▶ Document passage
··········
This merger is quite bizarre when you sit down and think about it. There is no big strategic benefit, no big source of traffic. All this merger does is solidify existing PAR-CSX traffic flows. CSX was also the last name on the list of potential suitors for Pan Am. (I remember reading in one forum "Pan Am will attract everyone whose name isn't CSX.) It's quite different from something like CP-CMQ, where the intermodal and auto traffic to Saint John was a clear, immediate, benefit. This is certainly a long-term play by CSX for truck-to-rail conversions and improved service for shippers who already use a PAR-CSX routing.

I also think people are underestimating the significance of the improvements CSX is planning to make. Replacing Pan Am's accident locomotive fleet makes the cost of operating trains a lot less than it was before. Installing PTC along from the Massachusetts-New Hampshire border to Brunswick, Maine would not only result in a safer railroad but open up capacity for longer trains and expanded Downeaster service. Upgrading branch line trackage from Class I (10 mph) to Class II (25 mph) may not seem like a big improvement to us, but it would result in significantly reduced travel times over those lines. (CSX listed these improvements in the recent filing, and there is a Trains Newswire Article by Bill Stephens about it.) https://www.trains.com/trn/news-reviews ... d-service/

As for Intermodal to Waterville, I think it would be tacked onto preexisting trains. I would expect CSX to get settled into their new lines before they announce a service like that.
  by MEC407
 
Shortline614 wrote: Mon May 03, 2021 11:39 am I also think people are underestimating the significance of the improvements CSX is planning to make.
. . .
Upgrading branch line trackage from Class I (10 mph) to Class II (25 mph) may not seem like a big improvement to us, but it would result in significantly reduced travel times over those lines.
··········
▶ Work to do
**a.** In the railroad merger post, which merger is held up as having had a clear, immediate benefit?
**b.** Quote the railroad merger post word for word, taking everything from "As for Intermodal" down to "service like that.".
··········
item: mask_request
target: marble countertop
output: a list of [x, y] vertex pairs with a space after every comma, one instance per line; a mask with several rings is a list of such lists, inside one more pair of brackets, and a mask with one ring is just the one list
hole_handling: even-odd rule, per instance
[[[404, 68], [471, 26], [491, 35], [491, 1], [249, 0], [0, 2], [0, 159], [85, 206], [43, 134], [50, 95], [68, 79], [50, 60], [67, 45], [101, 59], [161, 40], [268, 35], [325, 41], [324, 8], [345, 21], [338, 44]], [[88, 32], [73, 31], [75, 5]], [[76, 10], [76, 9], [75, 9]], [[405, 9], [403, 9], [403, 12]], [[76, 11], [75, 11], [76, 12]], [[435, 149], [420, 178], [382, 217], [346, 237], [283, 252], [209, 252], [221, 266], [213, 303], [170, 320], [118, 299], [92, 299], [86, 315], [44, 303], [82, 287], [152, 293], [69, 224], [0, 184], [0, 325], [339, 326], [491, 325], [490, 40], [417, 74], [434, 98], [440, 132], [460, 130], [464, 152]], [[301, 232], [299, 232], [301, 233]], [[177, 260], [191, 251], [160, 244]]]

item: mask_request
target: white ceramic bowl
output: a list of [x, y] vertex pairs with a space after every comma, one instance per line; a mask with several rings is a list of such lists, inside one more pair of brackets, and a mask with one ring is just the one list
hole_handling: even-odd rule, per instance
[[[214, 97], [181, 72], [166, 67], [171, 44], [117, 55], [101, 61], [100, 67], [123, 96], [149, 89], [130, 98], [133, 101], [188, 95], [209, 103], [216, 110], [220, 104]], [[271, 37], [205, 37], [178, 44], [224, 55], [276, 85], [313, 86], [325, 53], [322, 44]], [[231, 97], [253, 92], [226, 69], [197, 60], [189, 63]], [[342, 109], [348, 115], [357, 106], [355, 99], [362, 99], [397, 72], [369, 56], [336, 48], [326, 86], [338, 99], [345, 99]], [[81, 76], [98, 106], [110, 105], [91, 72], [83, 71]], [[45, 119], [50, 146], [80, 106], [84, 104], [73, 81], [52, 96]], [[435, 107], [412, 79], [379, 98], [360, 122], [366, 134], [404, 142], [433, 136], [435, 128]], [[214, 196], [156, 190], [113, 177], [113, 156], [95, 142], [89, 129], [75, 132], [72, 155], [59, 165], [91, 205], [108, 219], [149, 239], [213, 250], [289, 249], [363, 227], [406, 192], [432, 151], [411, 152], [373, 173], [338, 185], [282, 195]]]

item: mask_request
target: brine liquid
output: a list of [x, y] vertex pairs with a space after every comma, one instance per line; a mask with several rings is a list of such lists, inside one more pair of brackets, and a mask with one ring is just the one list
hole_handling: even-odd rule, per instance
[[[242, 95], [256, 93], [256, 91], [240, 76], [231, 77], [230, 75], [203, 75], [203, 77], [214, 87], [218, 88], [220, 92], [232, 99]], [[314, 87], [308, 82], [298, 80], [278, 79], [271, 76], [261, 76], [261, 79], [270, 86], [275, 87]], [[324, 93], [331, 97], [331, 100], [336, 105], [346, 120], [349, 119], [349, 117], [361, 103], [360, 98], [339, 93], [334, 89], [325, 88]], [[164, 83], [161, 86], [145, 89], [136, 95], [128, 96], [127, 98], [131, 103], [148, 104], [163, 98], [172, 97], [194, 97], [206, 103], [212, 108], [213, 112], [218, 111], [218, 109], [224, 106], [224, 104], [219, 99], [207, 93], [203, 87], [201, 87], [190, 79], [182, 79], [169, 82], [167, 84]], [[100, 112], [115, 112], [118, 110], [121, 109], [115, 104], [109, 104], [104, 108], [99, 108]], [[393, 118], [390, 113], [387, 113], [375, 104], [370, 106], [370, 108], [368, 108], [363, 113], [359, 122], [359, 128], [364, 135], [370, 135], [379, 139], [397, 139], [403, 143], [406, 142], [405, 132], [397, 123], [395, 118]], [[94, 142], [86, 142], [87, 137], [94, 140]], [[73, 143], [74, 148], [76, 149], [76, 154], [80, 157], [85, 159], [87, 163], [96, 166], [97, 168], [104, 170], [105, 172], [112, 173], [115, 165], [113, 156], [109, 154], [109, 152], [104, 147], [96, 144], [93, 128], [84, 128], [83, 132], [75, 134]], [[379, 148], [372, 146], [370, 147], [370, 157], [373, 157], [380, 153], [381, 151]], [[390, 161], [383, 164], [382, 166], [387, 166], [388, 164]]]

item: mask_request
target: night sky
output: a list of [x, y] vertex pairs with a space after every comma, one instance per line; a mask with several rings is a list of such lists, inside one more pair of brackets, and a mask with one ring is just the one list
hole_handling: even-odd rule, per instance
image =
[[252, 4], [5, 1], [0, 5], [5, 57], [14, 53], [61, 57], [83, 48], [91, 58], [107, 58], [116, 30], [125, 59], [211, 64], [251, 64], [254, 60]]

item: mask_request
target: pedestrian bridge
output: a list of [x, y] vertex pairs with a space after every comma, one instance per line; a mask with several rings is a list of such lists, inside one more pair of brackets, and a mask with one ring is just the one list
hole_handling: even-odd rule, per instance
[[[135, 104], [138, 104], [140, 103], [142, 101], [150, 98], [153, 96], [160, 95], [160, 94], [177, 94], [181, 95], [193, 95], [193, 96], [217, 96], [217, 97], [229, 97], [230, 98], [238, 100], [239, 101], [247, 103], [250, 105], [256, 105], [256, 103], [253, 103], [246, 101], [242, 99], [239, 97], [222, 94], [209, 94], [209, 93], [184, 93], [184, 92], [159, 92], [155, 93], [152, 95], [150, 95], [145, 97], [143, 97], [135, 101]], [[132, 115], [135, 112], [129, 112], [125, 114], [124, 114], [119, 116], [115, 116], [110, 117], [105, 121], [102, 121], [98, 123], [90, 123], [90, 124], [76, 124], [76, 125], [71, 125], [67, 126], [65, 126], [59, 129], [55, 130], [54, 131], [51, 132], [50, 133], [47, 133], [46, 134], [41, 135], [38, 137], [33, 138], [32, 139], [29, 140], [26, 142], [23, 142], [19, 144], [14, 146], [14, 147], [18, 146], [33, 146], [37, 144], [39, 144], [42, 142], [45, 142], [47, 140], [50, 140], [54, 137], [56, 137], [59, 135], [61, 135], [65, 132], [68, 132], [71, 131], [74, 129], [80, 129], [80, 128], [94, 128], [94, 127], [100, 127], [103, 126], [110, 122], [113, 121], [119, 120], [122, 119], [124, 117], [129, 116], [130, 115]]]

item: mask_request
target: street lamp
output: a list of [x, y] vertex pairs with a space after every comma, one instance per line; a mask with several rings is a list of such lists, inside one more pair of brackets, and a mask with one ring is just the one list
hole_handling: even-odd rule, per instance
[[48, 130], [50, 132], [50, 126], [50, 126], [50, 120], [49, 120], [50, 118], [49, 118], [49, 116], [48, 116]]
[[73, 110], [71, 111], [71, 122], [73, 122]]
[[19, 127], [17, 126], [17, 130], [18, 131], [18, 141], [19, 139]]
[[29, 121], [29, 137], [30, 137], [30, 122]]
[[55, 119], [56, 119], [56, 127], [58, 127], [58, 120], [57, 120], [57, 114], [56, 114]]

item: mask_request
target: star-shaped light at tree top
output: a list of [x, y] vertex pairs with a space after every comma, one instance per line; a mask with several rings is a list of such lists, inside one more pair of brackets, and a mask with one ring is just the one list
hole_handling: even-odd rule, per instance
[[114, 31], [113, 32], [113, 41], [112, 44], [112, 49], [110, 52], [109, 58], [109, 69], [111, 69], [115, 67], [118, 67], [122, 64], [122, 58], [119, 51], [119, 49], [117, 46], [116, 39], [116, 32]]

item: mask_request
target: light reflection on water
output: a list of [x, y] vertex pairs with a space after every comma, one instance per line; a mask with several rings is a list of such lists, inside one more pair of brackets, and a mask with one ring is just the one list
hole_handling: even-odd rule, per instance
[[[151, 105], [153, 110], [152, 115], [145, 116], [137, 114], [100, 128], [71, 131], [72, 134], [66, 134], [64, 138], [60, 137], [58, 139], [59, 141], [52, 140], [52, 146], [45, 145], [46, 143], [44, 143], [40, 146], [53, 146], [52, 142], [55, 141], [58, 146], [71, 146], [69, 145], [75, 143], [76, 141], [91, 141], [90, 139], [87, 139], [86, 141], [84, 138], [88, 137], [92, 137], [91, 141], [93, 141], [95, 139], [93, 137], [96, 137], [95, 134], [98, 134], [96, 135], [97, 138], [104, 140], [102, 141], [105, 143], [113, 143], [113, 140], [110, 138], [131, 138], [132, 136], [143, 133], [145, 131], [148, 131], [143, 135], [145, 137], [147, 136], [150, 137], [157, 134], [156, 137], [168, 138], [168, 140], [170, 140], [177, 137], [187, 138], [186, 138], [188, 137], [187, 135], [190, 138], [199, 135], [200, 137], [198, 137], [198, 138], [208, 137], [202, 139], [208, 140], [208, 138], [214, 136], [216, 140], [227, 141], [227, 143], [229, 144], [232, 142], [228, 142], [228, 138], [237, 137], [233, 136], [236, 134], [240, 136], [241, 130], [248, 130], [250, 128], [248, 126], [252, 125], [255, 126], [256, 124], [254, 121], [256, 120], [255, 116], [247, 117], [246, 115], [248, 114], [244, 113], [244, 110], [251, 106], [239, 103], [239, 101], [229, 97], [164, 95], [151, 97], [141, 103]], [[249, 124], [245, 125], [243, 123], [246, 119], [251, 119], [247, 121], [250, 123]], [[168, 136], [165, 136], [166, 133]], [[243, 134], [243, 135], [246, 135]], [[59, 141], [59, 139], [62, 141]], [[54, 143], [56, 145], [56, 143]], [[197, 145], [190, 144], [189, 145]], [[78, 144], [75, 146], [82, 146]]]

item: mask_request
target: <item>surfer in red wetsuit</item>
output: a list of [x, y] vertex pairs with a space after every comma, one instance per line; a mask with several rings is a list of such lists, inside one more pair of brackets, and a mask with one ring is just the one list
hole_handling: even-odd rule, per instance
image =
··········
▶ Solutions for each task
**a.** CP-CMQ

**b.**
As for Intermodal to Waterville, I think it would be tacked onto preexisting trains. I would expect CSX to get settled into their new lines before they announce a service like that.